* **EXCERPT**
========================================

Welcome to hell kid. At least for you, it's hell. For me, it's Monday.”

"Follow me!” I ordered.

SS looked at his mother pleadingly one last time. Thankfully, DW stayed stone cold.

SS followed me sulking into the kitchen.

I point to the sink “Dishes! Now!”

SS looked at me like I had just asked him to power up the space shuttle.

“Yes, you heard me. You are to do the dishes. Afterwards, we are going to fold laundry. Then after that, we are going to tidy up the living room.”

Cinderelllllllaaaaaaaa!!!

I stood over SS as he did the dishes. Or at least, he “tried” to do the dishes. He tried to get out of it saying he can’t do it without rubber gloves.

“I’ll buy you some tomorrow” I said. “For now, use your bare hands.”

The waterworks coming out of this kid was unbelievable. I swear, he could have jet washed the pots and pans with just the tears streaming down his face.

He washed the dishes but then left them in the sink and ran to his room to get a tissue and curl up in a fetal position on his bed. I chased after him.

“Oye! You’re not finished. You need to rinse and dry the dishes!”

SS by now is just a puddle of a wet mess. He said something to me, but I couldn’t make heads or tails of what he was saying. Something about ‘not shouting at him.’

“If you weren’t failing and do as you were told, you wouldn’t be in this mess! Now wipe your face and get back to work. I’m not through with you yet.”

So how do you like me now?
How you like me now?
How you like me now?

========================================

(Point labeling dataset excerpts)
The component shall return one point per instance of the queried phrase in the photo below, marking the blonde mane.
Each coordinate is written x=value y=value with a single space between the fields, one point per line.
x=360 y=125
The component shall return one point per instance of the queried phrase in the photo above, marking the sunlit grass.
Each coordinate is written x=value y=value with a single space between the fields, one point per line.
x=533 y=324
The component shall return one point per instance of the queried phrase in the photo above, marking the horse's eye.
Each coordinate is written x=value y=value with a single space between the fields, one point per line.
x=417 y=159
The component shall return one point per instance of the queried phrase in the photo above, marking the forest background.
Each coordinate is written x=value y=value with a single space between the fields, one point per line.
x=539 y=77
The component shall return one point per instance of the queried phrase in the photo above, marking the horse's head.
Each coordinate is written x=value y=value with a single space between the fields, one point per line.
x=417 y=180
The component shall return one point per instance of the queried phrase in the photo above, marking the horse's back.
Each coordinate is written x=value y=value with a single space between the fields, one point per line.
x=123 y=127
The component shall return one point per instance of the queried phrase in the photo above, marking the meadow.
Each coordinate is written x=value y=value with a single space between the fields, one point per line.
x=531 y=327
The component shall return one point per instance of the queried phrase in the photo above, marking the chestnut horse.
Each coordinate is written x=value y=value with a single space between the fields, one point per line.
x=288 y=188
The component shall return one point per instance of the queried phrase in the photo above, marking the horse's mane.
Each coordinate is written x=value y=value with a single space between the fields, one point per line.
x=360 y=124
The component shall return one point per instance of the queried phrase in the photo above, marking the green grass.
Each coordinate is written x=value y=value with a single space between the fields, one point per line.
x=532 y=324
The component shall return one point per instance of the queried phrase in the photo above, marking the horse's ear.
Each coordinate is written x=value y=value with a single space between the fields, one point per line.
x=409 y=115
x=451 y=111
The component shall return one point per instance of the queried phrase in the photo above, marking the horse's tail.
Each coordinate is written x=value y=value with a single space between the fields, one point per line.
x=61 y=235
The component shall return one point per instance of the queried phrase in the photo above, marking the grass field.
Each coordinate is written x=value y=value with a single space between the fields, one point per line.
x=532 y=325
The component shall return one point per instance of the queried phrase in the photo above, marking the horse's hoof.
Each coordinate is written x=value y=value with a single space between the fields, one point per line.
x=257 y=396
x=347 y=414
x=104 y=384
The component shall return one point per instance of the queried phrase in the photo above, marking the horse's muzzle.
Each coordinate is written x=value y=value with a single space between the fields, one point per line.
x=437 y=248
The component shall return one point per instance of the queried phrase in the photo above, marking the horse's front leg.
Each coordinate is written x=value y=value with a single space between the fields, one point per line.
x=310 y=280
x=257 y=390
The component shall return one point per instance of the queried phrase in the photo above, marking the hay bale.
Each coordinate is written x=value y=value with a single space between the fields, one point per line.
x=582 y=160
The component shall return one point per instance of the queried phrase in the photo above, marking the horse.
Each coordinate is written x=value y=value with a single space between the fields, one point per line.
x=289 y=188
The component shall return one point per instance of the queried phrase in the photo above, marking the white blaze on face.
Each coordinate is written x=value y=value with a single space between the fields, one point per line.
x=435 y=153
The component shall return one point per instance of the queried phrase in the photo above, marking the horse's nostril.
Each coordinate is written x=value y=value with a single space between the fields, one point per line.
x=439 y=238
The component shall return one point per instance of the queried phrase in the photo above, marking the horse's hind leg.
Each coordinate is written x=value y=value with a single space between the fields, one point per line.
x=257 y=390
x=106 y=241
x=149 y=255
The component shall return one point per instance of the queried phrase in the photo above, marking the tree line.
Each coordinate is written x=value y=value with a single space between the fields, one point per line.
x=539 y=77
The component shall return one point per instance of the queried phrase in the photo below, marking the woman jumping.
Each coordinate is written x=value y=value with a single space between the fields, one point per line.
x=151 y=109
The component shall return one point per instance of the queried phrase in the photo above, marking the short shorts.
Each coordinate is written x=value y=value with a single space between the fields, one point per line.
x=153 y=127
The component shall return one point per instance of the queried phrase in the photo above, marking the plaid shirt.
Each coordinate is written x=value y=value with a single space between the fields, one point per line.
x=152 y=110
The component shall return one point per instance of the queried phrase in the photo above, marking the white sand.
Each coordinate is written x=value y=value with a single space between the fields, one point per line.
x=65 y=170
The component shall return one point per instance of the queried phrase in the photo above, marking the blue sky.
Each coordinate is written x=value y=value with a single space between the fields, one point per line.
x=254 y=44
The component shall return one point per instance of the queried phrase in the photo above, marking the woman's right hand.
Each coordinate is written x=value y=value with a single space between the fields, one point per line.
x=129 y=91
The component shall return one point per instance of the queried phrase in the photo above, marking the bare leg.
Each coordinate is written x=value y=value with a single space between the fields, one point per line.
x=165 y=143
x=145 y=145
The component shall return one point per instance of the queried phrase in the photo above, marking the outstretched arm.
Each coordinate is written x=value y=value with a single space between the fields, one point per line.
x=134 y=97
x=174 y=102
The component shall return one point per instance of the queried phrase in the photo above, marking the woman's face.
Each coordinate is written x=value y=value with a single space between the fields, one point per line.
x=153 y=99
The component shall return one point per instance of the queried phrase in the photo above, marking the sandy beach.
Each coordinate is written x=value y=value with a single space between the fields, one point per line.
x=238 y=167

========================================

* **WHAT YOU NEED TO DO**
• A. Echo the passage from the story about SS and the dishes, starting with "SS looked at his" and going on through "Cinderelllllllaaaaaaaa!!!".
• B. In the story about SS and the dishes, what excuse did SS give for not being able to wash them?
• C. Pick up the story about SS and the dishes after its final line and keep it going.

* **RESULTS FOR THE EXERCISE**
• A.
SS looked at his mother pleadingly one last time. Thankfully, DW stayed stone cold.

SS followed me sulking into the kitchen.

I point to the sink “Dishes! Now!”

SS looked at me like I had just asked him to power up the space shuttle.

“Yes, you heard me. You are to do the dishes. Afterwards, we are going to fold laundry. Then after that, we are going to tidy up the living room.”

Cinderelllllllaaaaaaaa!!!

• B. He said he couldn't do it without rubber gloves.

• C.
SS dried the dishes and DW joined us in the kitchen. She was completely onboard with the program.

“Either you work on your school project, or you do chores around the house SS. What’s it going to be?”

SS caved. He chose to start working on his school project.

Comments

Drac0's picture

>Please tell me it's finally sinking in with her. Her child is a brat. Please tell me this will stick finally.<

Like I said yesterday. Three steps forward. Two steps back.

She's still upset that I brought his precious electronics to work but as this present blog entry can attest for, SS still manages to find ways to distract himself.

By this time next week, I suspect I'll be taking away his yo-yo.

Drac0's picture

DW says that she is scared SS's stuff will get stolen from my office. First of all, to get to my office you need a level 3 security clearance (Aside from the president only two dozen people have), and pass through not one but two security checkpoints. Plus all of SS's stuff is locked away in a filing cabinet that only I have the key to.

So yeah, I am betting that DW is upset about me taking everything to the office is because she has no power to give it back to SS.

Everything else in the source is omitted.